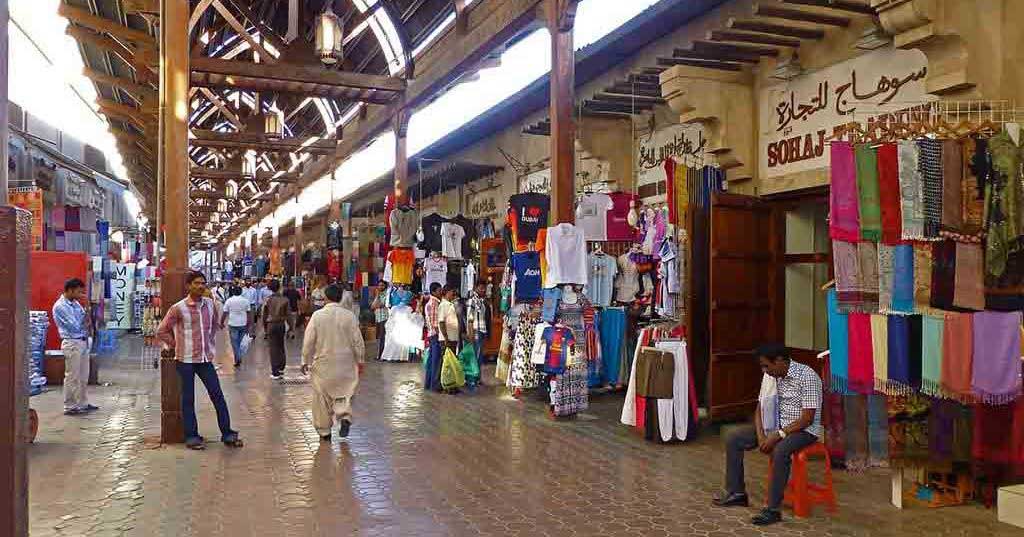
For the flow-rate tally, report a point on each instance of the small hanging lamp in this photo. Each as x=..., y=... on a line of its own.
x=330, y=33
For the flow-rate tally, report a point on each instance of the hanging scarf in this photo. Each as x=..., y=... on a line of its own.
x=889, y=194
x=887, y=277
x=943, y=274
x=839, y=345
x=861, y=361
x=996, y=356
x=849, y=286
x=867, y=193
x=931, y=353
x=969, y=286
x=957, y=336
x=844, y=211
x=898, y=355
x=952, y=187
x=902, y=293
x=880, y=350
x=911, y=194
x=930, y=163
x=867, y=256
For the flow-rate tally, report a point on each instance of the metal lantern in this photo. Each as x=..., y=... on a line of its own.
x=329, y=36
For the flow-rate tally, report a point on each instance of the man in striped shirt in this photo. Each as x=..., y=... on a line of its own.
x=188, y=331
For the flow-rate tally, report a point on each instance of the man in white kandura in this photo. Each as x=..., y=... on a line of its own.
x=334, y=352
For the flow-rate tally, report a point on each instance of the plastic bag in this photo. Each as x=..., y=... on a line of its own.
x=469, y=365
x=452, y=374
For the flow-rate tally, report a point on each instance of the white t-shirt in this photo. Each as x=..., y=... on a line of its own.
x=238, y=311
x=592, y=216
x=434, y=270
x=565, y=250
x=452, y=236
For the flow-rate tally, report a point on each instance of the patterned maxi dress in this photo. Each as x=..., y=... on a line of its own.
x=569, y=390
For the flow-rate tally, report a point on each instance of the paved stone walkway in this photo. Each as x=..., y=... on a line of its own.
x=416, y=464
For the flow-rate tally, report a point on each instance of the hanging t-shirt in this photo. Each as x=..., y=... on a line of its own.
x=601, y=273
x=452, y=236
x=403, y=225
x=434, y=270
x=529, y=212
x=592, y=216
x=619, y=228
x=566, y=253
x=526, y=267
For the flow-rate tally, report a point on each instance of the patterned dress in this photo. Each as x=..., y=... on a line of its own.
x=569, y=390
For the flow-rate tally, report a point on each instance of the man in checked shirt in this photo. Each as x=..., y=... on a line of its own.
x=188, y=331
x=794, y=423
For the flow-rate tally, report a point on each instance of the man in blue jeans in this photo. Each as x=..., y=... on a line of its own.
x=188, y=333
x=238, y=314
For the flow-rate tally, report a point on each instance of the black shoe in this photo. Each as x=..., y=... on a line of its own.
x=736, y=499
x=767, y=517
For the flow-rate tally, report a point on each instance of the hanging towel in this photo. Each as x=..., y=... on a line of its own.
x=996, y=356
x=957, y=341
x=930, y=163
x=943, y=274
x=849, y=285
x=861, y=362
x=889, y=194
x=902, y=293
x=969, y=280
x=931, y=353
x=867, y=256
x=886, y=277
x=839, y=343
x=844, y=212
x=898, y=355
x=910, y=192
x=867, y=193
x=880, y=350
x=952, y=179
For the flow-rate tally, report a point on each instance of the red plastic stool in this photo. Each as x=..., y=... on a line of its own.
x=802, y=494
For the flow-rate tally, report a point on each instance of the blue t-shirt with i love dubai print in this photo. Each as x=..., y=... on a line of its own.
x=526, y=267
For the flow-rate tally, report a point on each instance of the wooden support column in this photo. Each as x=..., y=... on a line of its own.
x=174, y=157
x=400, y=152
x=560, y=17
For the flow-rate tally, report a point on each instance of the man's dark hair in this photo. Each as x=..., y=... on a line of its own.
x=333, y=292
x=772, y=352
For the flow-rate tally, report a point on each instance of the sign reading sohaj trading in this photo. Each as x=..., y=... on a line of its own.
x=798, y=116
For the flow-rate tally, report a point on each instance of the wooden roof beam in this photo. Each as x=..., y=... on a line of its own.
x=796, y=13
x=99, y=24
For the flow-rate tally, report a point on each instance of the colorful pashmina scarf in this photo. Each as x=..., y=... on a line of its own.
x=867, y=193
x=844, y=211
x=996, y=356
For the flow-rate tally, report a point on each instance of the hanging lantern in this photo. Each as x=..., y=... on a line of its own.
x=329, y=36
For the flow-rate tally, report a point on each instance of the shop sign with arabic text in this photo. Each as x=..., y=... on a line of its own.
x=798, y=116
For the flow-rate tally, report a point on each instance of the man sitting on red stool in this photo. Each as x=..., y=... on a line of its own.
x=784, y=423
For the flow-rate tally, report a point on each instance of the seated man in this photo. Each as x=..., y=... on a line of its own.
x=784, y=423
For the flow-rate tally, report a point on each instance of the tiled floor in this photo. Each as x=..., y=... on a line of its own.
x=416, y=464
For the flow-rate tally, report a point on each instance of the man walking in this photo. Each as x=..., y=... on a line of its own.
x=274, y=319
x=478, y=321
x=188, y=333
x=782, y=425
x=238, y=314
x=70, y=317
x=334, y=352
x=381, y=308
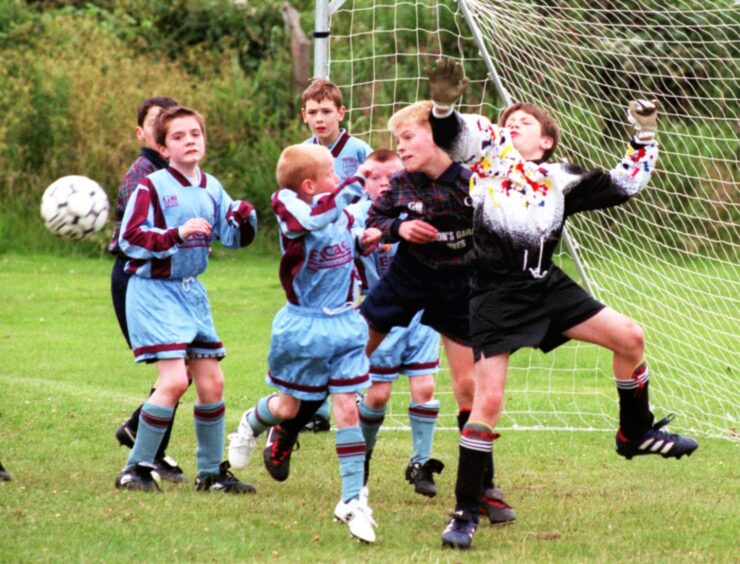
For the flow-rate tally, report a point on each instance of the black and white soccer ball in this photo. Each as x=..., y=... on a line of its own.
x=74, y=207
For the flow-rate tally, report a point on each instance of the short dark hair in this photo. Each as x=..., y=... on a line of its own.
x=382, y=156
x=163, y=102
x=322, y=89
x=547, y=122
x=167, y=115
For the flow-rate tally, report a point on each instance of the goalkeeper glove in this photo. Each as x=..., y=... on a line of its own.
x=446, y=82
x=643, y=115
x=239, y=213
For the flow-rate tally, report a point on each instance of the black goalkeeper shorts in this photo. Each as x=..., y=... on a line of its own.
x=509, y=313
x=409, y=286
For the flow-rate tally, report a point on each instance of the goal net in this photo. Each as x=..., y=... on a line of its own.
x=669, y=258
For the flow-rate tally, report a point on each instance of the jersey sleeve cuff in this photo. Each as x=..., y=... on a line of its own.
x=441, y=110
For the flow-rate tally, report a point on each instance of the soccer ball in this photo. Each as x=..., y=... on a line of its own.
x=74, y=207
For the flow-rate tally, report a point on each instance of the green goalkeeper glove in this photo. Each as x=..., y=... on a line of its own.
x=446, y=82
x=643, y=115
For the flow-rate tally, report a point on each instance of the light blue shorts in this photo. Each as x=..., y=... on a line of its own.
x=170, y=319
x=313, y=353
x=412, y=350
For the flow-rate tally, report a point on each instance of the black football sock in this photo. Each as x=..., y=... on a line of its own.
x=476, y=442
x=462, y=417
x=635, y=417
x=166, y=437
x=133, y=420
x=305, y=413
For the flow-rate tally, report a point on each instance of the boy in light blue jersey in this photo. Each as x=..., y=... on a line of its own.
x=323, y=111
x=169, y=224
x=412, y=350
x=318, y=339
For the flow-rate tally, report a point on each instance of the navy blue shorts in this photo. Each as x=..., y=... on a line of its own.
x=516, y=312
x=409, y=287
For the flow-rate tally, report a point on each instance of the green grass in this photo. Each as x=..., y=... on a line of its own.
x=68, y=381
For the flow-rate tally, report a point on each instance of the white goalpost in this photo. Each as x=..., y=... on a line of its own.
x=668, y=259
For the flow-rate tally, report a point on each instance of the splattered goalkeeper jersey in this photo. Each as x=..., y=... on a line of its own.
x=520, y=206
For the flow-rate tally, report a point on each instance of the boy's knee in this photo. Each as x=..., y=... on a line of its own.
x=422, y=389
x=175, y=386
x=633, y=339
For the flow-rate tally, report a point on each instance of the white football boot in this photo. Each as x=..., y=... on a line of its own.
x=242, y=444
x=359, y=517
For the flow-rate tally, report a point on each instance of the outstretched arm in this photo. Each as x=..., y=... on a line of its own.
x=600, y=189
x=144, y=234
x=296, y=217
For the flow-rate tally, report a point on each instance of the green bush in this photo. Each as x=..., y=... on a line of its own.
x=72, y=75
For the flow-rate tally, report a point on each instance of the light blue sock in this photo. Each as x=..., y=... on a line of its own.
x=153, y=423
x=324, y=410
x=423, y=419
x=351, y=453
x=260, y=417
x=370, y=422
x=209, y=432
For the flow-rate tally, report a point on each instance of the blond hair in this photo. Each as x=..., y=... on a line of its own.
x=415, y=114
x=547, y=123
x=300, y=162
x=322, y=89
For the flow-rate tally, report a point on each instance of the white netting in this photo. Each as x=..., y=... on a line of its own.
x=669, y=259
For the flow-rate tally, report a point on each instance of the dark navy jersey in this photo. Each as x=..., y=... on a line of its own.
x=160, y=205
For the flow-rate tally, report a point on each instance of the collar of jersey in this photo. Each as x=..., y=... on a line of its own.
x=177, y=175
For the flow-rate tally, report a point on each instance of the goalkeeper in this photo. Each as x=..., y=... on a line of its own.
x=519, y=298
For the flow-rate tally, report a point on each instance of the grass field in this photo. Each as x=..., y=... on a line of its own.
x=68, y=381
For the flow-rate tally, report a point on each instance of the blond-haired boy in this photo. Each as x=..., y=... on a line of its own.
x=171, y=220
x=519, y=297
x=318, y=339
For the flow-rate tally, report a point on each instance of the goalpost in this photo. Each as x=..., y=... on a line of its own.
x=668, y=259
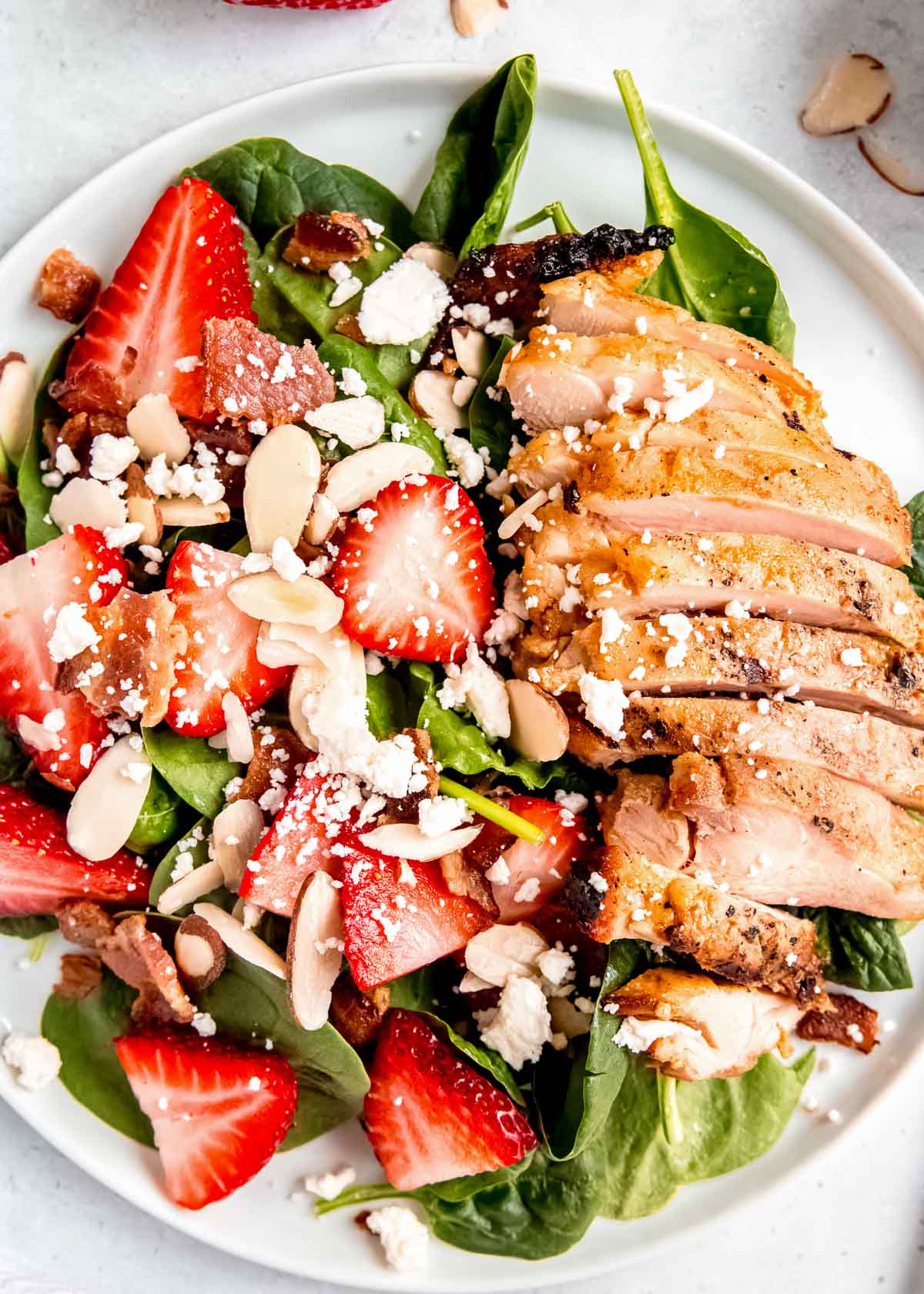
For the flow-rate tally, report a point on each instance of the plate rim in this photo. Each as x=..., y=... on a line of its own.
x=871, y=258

WRITTEN EXERCISE: Rewrite everything from the line containing "of the grass" down to the final line above, changing "flow-rate tally" to "object count" and keeping all else the same. Give only those lines, and leave out the pictures.

EXERCISE SOLUTION:
For the object count, report a point on each instance of the grass field in this photo. Each as x=..., y=... on a line of its own.
x=68, y=381
For the object count, report a point on each instance of the blond-haired boy in this photo. Each as x=..., y=... on a line of its own.
x=171, y=220
x=519, y=297
x=318, y=339
For the object count, report a point on each instance of the goalpost in this photo. Each as x=..., y=... on a line of its own.
x=668, y=259
For the object count, report a point on each instance of the plate rim in this photo. Each as x=..., y=... on a line of its own.
x=871, y=258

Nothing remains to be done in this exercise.